==== Records supplied

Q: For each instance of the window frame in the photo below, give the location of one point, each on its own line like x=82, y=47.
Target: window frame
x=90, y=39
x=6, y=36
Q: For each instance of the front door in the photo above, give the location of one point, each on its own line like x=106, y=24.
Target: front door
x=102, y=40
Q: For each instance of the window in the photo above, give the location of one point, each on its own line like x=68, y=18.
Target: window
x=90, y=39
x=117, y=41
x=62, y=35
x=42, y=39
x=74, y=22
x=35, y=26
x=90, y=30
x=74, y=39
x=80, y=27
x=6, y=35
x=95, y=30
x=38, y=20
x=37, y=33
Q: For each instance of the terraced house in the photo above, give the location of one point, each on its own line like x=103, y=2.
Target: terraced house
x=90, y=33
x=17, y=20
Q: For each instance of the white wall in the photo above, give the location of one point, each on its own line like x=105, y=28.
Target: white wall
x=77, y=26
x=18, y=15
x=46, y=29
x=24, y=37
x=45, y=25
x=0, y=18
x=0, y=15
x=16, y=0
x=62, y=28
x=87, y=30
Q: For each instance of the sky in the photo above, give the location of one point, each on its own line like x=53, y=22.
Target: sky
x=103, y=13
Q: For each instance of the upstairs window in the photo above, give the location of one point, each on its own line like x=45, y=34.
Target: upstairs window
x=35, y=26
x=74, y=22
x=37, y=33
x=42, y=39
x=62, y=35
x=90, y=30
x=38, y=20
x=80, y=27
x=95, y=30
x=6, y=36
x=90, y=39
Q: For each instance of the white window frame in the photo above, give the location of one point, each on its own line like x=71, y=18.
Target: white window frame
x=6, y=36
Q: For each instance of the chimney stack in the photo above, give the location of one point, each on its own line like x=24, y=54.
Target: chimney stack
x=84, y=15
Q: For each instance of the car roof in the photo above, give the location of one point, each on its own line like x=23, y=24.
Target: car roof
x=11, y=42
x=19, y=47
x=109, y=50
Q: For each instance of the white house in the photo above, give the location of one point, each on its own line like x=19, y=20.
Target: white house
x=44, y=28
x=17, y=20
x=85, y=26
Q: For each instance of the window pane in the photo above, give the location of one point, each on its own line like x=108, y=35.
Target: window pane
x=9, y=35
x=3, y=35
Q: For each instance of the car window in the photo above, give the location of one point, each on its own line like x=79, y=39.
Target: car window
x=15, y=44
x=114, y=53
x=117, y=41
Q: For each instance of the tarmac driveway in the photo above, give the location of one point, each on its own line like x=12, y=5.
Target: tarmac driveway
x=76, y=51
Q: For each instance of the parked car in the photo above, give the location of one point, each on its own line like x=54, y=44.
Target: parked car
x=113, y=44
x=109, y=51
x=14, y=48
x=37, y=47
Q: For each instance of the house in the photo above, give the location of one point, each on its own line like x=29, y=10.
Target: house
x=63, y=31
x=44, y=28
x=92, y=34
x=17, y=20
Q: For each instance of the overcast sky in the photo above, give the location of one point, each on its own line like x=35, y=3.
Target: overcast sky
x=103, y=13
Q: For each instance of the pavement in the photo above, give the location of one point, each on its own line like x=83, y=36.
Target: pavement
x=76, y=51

========

• **Problem statement**
The answer should be all the entries, restated with no word changed.

• **Solution to this task**
Q: For each instance of the window frame in the photo below, give the location of one point, each on its own line like x=82, y=47.
Target: window frame
x=90, y=39
x=6, y=36
Q: For each instance of the front door in the photo above, give the location of one point, each on its own line like x=106, y=24.
Target: front door
x=102, y=40
Q: For each instance of the window in the photo above, give the location of one point, each on its own line like x=68, y=18.
Target: window
x=90, y=39
x=117, y=41
x=62, y=35
x=42, y=39
x=74, y=22
x=35, y=26
x=90, y=30
x=74, y=39
x=80, y=27
x=6, y=35
x=95, y=30
x=38, y=20
x=37, y=33
Q: For each instance of the terraced house in the photo above, give the location of one point, each on its own line like x=103, y=2.
Target: terraced house
x=90, y=33
x=17, y=20
Q: For each instance of the white wall in the photo above, give the location of one point, each on its own line like x=105, y=28.
Target: white wall
x=77, y=26
x=18, y=15
x=46, y=29
x=24, y=37
x=45, y=25
x=0, y=18
x=0, y=15
x=16, y=0
x=62, y=28
x=87, y=30
Q: For each instance of the sky in the photo above, give the location of one point, each on its own line like x=53, y=22.
Target: sky
x=103, y=13
Q: For each instance of the upstairs window in the photo above, give the location of one point, each on its own line like x=45, y=34.
Target: upstairs window
x=35, y=26
x=74, y=22
x=37, y=33
x=42, y=39
x=62, y=35
x=90, y=30
x=38, y=20
x=80, y=27
x=95, y=30
x=6, y=36
x=90, y=39
Q: For each instance of the white window frame in the photo above, give the location of one point, each on its own line like x=71, y=18.
Target: white window frame
x=6, y=36
Q: For each instance of the chimney stack in the photo above, give the location of one point, each on its own line like x=24, y=54.
Target: chimney stack
x=84, y=15
Q: For each instance of the car roof in the photo above, give the location of one point, each on its own line like x=23, y=24.
Target: car roof
x=11, y=42
x=19, y=47
x=109, y=50
Q: For each instance of the white house in the photo above, give the location of one point, each on its own line like x=19, y=20.
Target: white house
x=44, y=28
x=17, y=20
x=85, y=26
Q: For each instance of the window pane in the photo above, give the location of one point, each on its own line like x=108, y=35.
Target: window pane
x=9, y=35
x=3, y=35
Q: For each instance of the car window in the photo above, give the location of one point, each on its own line like x=79, y=39.
Target: car window
x=15, y=44
x=114, y=53
x=117, y=41
Q: For each instance of the tarmac driveway in the photo above, give the location of one point, each on its own line like x=12, y=5.
Target: tarmac driveway
x=76, y=51
Q: For each instance of the parked car in the photo above, give the location of one point, each on its own line like x=54, y=44.
Target: parked car
x=113, y=44
x=109, y=51
x=14, y=48
x=37, y=47
Q: For each instance of the house in the photo above, give the location of one point, each on its own line like x=29, y=10.
Target: house
x=63, y=31
x=44, y=28
x=92, y=34
x=17, y=20
Q: For each instance of the overcast sky in the photo above, give the location of one point, each on its own line like x=35, y=3.
Target: overcast sky
x=103, y=13
Q: For each instance of the pavement in the photo above, give the location of one point, each on its own line like x=83, y=36.
Target: pavement
x=76, y=51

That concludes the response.